Saturday, June 04, 2011

The Dreaming Up Daily Quote

"Nature doesn't disdain what lives only for a day. It pours the whole of itself into each moment. We don't value the lily less for not being made of flint and built to last. Life's bounty is in its flow, later is too late. Where is the song when it's been sung? The dance when it's been danced? It's only we humans who want to own the future, too."
Tom Stoppard

Friday, June 03, 2011

Political Perplexion

Sarah Palin, Tim Polenta, Michelle Backmaniac and Chris "Chris" Christy, all GOPer presidential candidates or touted as same, have one thing in common revealed by polls this week: were they nominated to run in 2012, they would each and all likely lose their own home states.  Their home state GOPers don't even favor them as presidential candidates.

The former governor of Alaska would lose Alaska, the former governor (T.P.) and current congressperson (M.B.) from Minnesota would lose Minnesota, and the current governor of New Jersey would lose New Jersey.  They each and all have higher unfavorables than favorables in their states, by a lot. 

And yet...GOPers in Congress are holding the world economy hostage, and GOPer governors and legislators in many states are enacting the most radical laws ever passed since at least the Civil War and post-Reconstruction.  They are criminalizing abortion, a protected constitutional right; they are violating civil rights all over the place, creating blatantly discriminatory tests for the right to vote, cutting programs for the poor and sick--even taxing the poor--while enacting giveaways worth billions to the rich and favored corporations.  To the point of classic corruption.  All without attracting much notice in this supposedly information-rich society where nothing escapes unnoticed.  Unless it's not trivial, I guess.

Perplexing.  If you have any residual hope of this political world making any sense.

Wednesday, June 01, 2011

Emerson for the Day


"Between narrow walls we walk--insanity on one side, & fat dullness on the other."

Emerson
journals

A Failure of Imagination

I think I'm moving into one of my periodic jaded phases.  Jaded with the news, which isn't actually new, and  that doesn't seem to do much good even when you know it.

For instance, two pieces today that are cogent, timely and "important."  One is a not untypical column by Robert Reich that spells out exactly what's been happening in the U.S. economy for the past 50 years, and what has to happen to get it to work as well as it was working for a lot of people. Which by the way was hardly perfect.

The other is an even better column by the usually cogent E.J. Dionne, but this is exceptionally eloquent and timely.  It begins: "While the United States remains utterly frozen in a debate about budget deficits and all the things that government shouldn’t do, other countries are marrying public and private resources to make themselves stronger and more competitive."
━━━━━━━━━━
__EXERCISE INSTRUCTIONS__. Reproduce the passage of the blog page between "For instance, two" and "was hardly perfect.", inclusive. The material that comes next has no connection to the blog page.
━━━━━━━━━━
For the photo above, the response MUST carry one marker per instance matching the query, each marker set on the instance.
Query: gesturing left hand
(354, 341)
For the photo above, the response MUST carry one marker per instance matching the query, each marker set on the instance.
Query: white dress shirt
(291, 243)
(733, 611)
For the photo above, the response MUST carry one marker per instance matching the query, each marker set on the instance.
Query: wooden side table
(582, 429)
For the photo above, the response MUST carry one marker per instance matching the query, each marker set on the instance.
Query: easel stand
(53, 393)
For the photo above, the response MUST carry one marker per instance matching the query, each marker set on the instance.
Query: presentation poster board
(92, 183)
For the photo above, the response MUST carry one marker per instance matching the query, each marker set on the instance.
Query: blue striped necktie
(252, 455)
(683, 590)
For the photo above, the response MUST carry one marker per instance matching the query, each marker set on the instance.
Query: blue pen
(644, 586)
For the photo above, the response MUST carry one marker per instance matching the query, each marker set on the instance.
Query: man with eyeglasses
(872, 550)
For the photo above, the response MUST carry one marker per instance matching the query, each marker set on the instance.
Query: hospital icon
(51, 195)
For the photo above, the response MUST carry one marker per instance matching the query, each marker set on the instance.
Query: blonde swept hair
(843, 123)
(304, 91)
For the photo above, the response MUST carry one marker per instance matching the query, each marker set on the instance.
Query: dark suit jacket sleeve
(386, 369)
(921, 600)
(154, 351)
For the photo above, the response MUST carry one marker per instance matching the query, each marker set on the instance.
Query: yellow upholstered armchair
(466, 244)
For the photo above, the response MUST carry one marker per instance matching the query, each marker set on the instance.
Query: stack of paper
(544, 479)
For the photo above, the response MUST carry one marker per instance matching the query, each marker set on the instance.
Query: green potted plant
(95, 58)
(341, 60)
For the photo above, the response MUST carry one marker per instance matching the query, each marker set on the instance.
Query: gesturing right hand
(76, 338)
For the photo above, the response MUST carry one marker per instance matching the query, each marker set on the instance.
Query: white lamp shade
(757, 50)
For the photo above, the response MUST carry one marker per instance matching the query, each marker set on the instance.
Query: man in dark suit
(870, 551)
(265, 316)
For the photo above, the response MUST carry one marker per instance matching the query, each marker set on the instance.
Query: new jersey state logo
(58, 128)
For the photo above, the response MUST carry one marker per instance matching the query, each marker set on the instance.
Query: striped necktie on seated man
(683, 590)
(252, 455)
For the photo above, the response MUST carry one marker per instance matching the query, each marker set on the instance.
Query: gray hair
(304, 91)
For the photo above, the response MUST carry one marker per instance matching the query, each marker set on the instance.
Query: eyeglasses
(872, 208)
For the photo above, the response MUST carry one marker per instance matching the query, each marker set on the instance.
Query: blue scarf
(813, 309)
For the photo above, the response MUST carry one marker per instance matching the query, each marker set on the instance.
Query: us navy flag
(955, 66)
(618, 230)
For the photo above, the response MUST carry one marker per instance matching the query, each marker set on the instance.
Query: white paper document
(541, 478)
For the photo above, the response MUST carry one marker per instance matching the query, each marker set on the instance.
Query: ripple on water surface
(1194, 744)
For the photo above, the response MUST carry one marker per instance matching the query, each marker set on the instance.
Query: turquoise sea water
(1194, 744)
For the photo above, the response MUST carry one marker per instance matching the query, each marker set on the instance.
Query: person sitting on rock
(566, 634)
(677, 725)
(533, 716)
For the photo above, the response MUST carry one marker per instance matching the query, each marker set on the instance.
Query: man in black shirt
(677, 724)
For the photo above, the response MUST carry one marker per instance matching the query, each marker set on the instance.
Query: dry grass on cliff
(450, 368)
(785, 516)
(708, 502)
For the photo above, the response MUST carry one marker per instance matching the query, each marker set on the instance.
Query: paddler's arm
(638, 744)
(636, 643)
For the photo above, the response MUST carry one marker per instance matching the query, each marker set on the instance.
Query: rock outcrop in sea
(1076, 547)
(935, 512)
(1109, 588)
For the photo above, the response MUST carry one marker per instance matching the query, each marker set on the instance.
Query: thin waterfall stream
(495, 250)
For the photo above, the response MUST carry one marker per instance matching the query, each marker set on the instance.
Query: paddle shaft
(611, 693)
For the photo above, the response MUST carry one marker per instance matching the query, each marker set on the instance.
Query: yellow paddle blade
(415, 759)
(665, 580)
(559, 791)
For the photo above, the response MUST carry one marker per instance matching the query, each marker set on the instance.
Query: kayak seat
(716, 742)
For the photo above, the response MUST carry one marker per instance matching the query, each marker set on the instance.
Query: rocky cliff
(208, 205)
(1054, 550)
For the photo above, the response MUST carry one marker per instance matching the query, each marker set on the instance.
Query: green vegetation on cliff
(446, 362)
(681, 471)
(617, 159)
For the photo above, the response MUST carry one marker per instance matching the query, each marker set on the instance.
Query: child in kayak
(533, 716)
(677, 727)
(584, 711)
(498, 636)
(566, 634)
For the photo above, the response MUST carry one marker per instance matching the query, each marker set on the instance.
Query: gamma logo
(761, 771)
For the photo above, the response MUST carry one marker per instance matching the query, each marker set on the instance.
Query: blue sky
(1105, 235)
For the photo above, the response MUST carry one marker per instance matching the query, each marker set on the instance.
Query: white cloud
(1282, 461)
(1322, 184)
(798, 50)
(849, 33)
━━━━━━━━━━
__REPLY TO THE EXERCISE__.
For instance, two pieces today that are cogent, timely and "important."  One is a not untypical column by Robert Reich that spells out exactly what's been happening in the U.S. economy for the past 50 years, and what has to happen to get it to work as well as it was working for a lot of people. Which by the way was hardly perfect.